>> START Text segment

In consideration of the premises and
the mutual covenants hereinafter contained, and for other good and
valuable consideration, the receipt and sufficiency of which are
hereby acknowledged, the parties hereto agree as
follows:
ARTICLE I
DEFINITIONS
1.1
Definitions
.
“ Account Debtor
” means an obligor on a Receivable.
“ Additional
Receivables ” means those Receivables described on
Schedule 2 that Buyer has agreed to purchase notwithstanding
that such Receivables are not Eligible Receivables.
“ Affiliate ”
means, with respect to any Person, another Person that directly, or
indirectly through one or more intermediaries, Controls or is
Controlled by or is under common Control with the Person
specified. For purposes of this definition,
“Control” means the possession, directly or indirectly,
of the power to direct or cause the direction of the management or
policies of a Person, whether through the ability to exercise
voting power, by contract or otherwise. “Controlling”
and “Controlled” have meanings correlative
thereto.
“ Aggregate Repurchase
Amount ” means, for any repurchase of an Ineligible
Receivable pursuant to Section 4.1(d) , the Purchase
Price paid for such Ineligible Receivable, less any Principal
Collections received by Buyer in respect of such Ineligible
Receivable from the Closing Date.
“ Agreement ” is
defined in the preamble.
“ Authorized Officer
” means (a) with respect to Toro, the Chairman of the
Board, the Chief Executive Officer, the President, the Chief
Financial Officer, the General Counsel, the Secretary, the
Treasurer, the Corporate Controller and each other officer or
employee of Toro specifically authorized in resolutions of the
Board of Directors of such corporation to sign agreements,
instruments or other documents on behalf of such corporation in
connection with the transactions contemplated by this Agreement and
the Related Documents; (b) with respect to Seller, the
President, the Secretary, the Treasurer and each other officer or
employee of Seller specifically authorized in resolutions of the
Board of Directors of such corporation to sign agreements,
instruments or other documents on behalf of such corporation in
connection with the transactions contemplated by this Agreement and
the Related Documents; and (c) with respect to Buyer, its
General Manager.

>> END Text segment

Stated exercise a >>
Count the lines in the records below that contain the string "hedgehog". Reply with the number only.

>> START Data in this exercise

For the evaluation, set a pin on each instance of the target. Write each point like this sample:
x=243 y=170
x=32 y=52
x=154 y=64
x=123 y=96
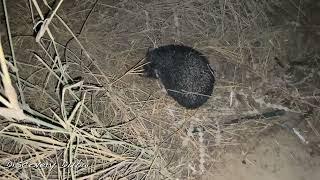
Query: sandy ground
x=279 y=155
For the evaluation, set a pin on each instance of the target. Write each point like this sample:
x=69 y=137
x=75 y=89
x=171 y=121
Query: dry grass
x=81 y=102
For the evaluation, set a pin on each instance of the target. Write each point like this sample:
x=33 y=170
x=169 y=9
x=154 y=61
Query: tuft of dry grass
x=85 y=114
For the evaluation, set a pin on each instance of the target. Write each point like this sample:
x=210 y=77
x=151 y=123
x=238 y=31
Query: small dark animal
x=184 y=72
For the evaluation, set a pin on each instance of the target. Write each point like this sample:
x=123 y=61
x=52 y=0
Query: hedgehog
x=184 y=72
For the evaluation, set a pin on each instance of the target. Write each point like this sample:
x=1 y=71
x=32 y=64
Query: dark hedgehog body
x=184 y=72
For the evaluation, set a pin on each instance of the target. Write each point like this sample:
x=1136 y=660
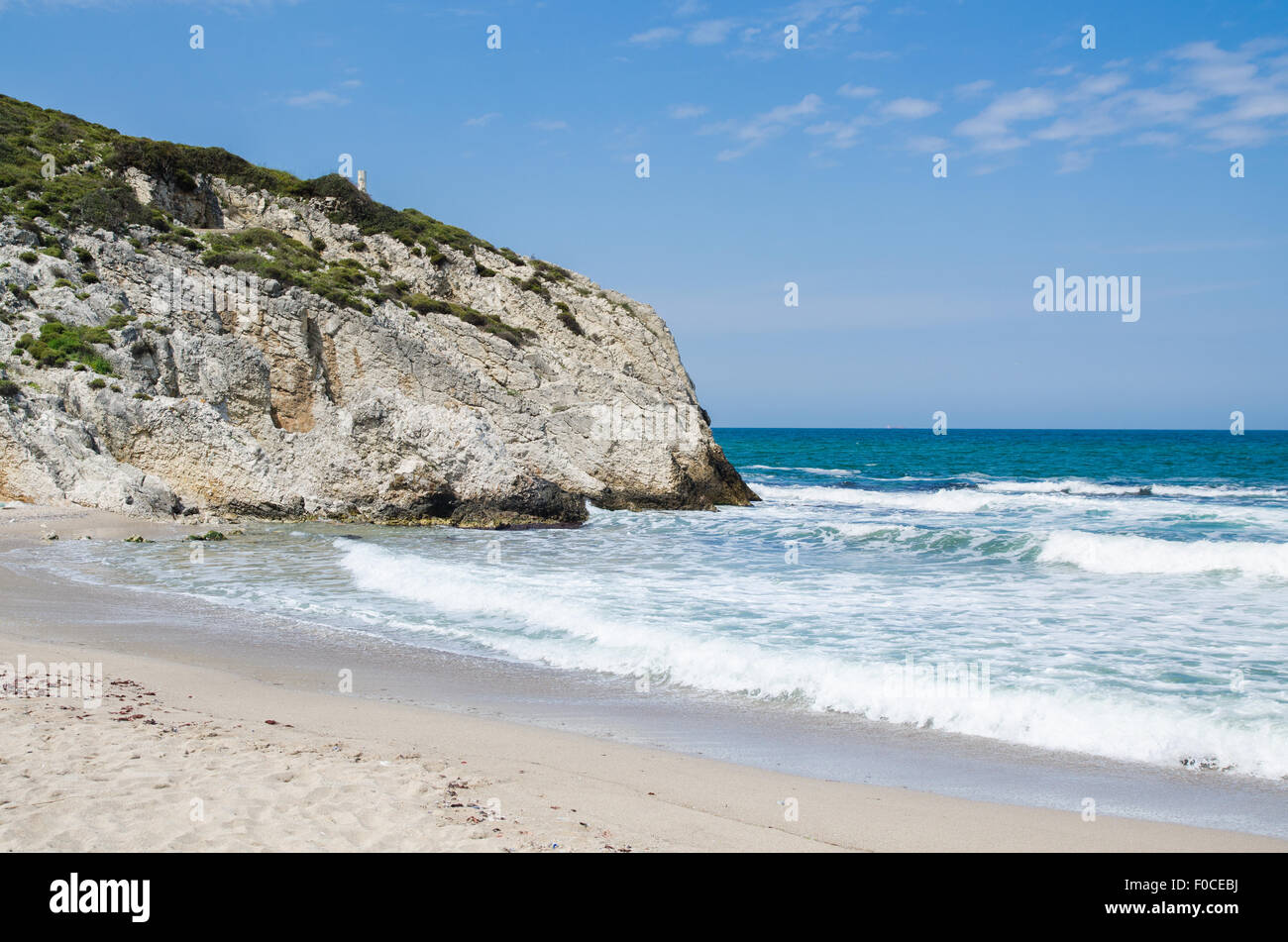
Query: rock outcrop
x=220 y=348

>> END Data in this exercise
>> START Data in this exercise

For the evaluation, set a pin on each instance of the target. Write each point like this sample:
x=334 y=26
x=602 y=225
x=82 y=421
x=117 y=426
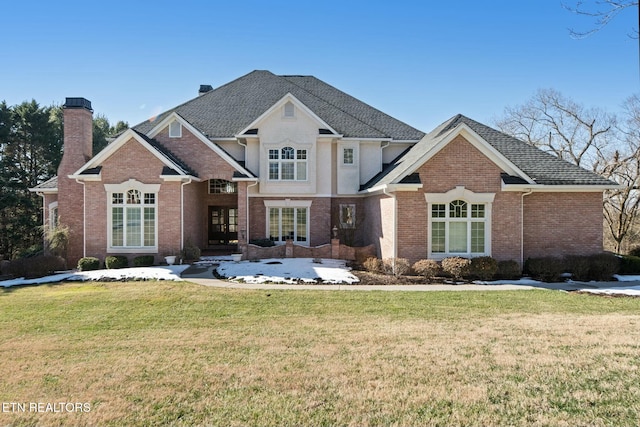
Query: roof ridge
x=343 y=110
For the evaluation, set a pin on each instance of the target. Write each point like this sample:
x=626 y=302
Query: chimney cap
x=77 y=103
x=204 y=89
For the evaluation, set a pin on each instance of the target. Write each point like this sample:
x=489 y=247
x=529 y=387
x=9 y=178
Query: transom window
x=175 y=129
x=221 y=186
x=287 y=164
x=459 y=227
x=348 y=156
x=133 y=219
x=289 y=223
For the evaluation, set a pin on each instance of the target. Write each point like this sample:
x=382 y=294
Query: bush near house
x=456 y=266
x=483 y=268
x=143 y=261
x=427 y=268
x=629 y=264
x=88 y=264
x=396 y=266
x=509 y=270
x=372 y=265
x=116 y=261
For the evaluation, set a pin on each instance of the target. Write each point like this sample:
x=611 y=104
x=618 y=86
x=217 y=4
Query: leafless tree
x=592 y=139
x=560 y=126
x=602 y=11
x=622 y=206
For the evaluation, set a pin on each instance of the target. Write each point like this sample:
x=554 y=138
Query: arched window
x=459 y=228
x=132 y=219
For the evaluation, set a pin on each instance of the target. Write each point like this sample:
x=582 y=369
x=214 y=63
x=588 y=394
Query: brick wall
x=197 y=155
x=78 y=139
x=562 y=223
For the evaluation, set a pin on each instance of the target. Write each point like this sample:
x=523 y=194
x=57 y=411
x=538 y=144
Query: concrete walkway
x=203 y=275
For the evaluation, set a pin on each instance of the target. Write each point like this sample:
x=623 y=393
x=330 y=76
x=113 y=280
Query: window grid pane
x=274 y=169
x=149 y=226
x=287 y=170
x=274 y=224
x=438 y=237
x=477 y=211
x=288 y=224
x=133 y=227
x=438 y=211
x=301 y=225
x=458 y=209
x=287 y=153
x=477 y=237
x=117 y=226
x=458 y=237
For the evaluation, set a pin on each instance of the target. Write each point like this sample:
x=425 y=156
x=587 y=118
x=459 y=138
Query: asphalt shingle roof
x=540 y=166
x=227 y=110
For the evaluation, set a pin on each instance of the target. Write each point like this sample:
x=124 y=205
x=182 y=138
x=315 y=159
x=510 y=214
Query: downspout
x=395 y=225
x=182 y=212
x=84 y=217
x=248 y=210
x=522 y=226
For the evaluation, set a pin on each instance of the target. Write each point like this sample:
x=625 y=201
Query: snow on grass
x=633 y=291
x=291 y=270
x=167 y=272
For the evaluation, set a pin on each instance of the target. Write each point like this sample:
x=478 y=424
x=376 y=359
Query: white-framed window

>> END Data in this exercise

Stated exercise b >>
According to the definitions section, who is the Authorized Officer with respect to Buyer?

Exercise result a >>
2

Exercise result b >>
Buyer's General Manager.